**** PASSAGE
A researcher wants to know whether a species of frog is in violation of Hardy-Weinberg (HW) equilibrium at the "A" locus. He genotypes 100 frogs and finds: $$AA = 38$$ $$Aa = 44$$ $$aa = 18$$ Help him determine whether the frog species is in violation of the HW equilibrium. (Assume a difference of between plus or minus 5 between expected and observed qualifies as no difference)

Will B.

HW equilibrium is defined as: $$p^2 + 2pq + q^2 = 1$$ Where p and q are the frequency of the two alleles in the population. For our frog population, there are 200 total alleles (2 from each individual). Homozygotes (AA or aa) have 2 copies of the same allele, whereas heterozygotes (Aa) have one copy of each allele. So: Let p = frequency of allele A = $$\frac{(2*38)+44}{200} = 0.6$$ Let q = frequency of allele a = $$\frac{(2*18)+44}{200}$$ or $$1 - p = 0.4$$ To determine whether our frogs are in violation of HW equilibrium, we must determine whether our observed genotypes are different from what is expected based on our allelic frequencies: Expected genotypes: $$AA = p^2 = (0.6)^2 = 0.36$$ $$Aa = 2pq = 2(0.6)(0.4) = 0.48$$ $$aa = q^2 = (0.4)^2 = 0.16$$ Therefore, in a population of 100 frogs, our expected data should be: $$AA = 36$$ $$Aa = 48$$ $$aa = 16$$ All of which are within 5 of our observed data, meaning that we cannot conclude that the population of frogs is in violation of HW equilibrium.

Statistics
TutorMe
Question:

An undergraduate student in biology is trying to determine the feeding preferences of two different species of hummingbird. The two species of hummingbird are ruby-throated and black-chinned. The student watches and records the birds choose to feed on a sugar water dispenser or a honey and water dispenser. They found that ruby-throated hummingbirds chose the sugar water 28 times and the honey water 22 times. The black-chinned hummingbirds chose the sugar water 35 times and the honey water 15 times. Since both birds fed on both food sources, the student wanted to know whether one species had more of a preference for a food source than the other. How would they do this? (use an $$\alpha$$ of 0.05)

Will B.
********
**** SUPPLIED MATERIAL
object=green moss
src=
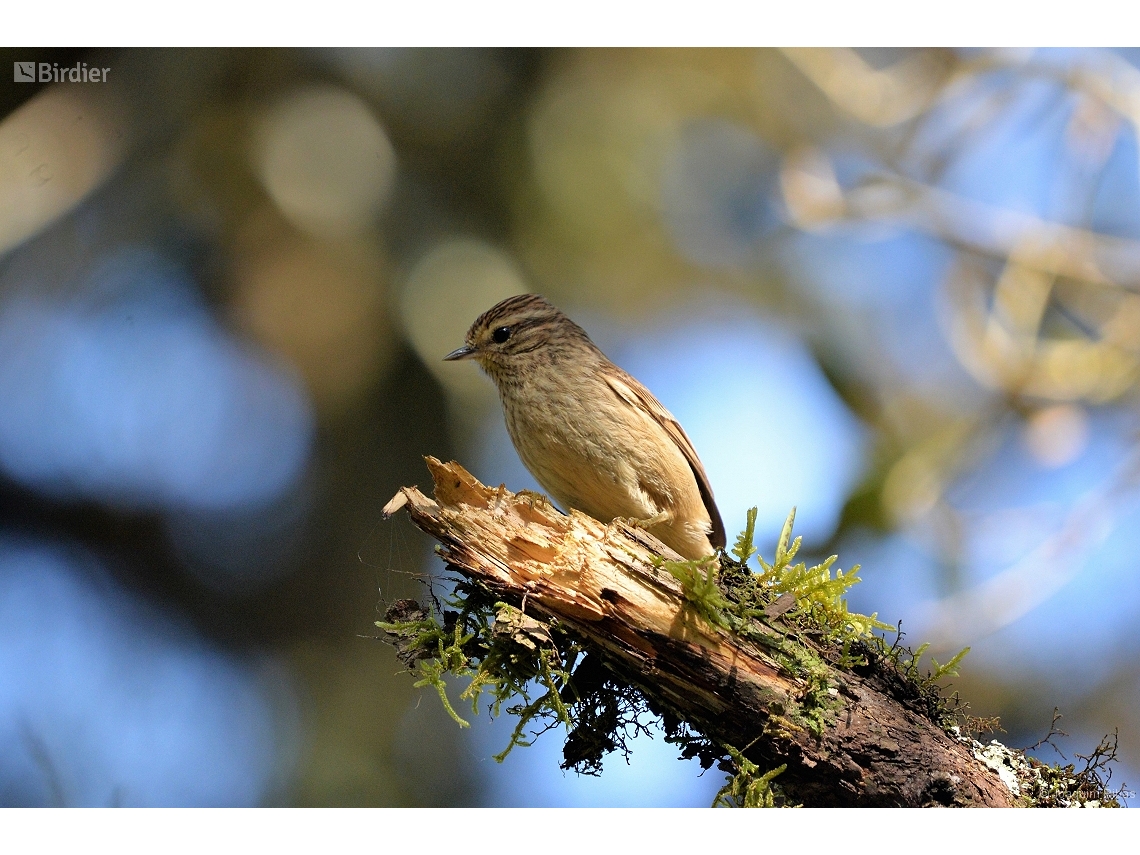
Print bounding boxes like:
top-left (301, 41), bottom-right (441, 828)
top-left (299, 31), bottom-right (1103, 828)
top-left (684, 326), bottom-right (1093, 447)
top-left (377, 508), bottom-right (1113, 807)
********
**** SUPPLIED MATERIAL
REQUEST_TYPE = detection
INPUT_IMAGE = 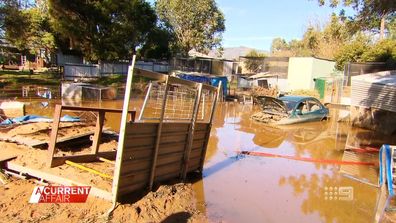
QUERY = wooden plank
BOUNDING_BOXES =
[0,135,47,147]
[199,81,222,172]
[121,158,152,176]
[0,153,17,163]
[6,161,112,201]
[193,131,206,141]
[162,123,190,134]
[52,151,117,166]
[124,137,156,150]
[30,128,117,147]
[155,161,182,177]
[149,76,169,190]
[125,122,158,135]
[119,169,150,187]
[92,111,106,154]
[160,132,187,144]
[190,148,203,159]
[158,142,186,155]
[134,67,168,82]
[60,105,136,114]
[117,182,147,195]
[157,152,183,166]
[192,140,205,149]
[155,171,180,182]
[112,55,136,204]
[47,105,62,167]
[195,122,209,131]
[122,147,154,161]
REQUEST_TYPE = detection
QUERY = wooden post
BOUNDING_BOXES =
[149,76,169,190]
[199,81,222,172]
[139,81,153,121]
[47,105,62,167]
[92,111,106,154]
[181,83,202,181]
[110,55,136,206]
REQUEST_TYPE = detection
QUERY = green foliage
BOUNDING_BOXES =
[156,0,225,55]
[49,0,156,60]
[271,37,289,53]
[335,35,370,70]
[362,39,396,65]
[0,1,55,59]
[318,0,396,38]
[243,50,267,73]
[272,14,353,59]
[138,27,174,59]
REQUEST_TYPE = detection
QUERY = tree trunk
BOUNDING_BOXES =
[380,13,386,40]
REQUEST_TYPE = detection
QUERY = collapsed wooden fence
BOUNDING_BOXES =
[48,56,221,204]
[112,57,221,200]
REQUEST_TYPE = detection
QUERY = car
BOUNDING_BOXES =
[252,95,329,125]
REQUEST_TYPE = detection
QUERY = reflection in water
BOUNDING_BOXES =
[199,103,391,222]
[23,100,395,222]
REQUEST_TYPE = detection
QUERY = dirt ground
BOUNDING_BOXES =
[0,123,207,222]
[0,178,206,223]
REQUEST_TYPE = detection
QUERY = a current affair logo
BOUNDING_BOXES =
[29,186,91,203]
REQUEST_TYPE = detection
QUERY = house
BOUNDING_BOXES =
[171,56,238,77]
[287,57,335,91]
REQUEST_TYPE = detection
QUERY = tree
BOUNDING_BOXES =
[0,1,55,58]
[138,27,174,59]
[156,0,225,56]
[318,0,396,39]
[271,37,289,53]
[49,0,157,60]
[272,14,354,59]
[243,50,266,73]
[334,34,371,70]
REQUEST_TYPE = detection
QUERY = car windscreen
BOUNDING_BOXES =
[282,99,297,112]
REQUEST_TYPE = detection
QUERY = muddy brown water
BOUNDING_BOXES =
********
* **ACTIVITIES**
A – In the frog and hummingbird passage, what is the calculated frequency of allele A?
B – List each genotype with its expected count in a population of 100 frogs, as given in the frog and hummingbird passage.
C – Please continue the frog and hummingbird passage from its final line.

* **TASK RESPONSES**
A – 0.6

B –
AA = 36
Aa = 48
aa = 16

C –
One approach to answering this question would be a chi-squared contingency test. The students data look like this: By Species: Ruby-throated: 28 sugar + 22 honey = 50 total Black-chinned: 35 sugar + 15 honey = 50 total By Food Source: Sugar: 28 Ruby + 35 Black = 63 total Honey: 22 Ruby + 15 Black = 37 total To begin, we must determine our null and alternative hypotheses: $$H0 =$$ There are no differences in the food choice between the species. $$HA =$$ There are differences in the way the species choose their food source. If we assume the null hypothesis is true, we can determine the expected rates by which the hummingbirds visit each food source. As an example: How many ruby-throated hummingbirds should we expect to randomly visit the sugar water feeder? 50 out of 100 total visits were by ruby-throated hummingbirds 63 out of 100 total visits were to the sugar water feeder. $$\frac{50}{100} * \frac{63}{100} = 0.315$$ Which means for every 100 visits, we should expect 31.5 of them to be by ruby-throated hummingbirds to the sugar water feeder if there is no preference for a species to select a specific food source. The rest of our expected data is as follows (which can be calculated like above): By Species: Ruby-throated: 31.5 sugar + 18.5 honey = 50 total Black-chinned: 31.5 sugar + 18.5 honey = 50 total By Food Source: Sugar: 31.5 Ruby + 31.5 Black = 63 total Honey: 18.5 Ruby + 18.5 Black = 37 total Notice how the totals do not change from the observed data, but the rates in which each species visits a particular food source does change slightly. This is because we are assuming that differences in the observed data are due to general and not species-specific biases. Now we can do a chi-squared calculation to determine whether our observed data is significantly different from our expected data: $$\chi^{2} = \sum \frac{(observed - expected)^2}{expected}$$ $$\chi^{2} = \frac{(28 - 31.5)^2}{31.5} + \frac{(35 - 31.5)^2}{31.5} + \frac{(22 - 18.5)^2}{18.5} + \frac{(15 - 18.5)^2}{18.5} = 2.1021$$ The degrees of freedom for two categorical variables is 1. With $$df = 1$$ and $$\chi^2 = 2.1021$$, this returns a p-value of 0.14, which is larger than our $$\alpha$$ of 0.05, meaning we cannot reject our null hypothesis. Therefore there is no evidence for the two hummingbird species having different feeding preferences.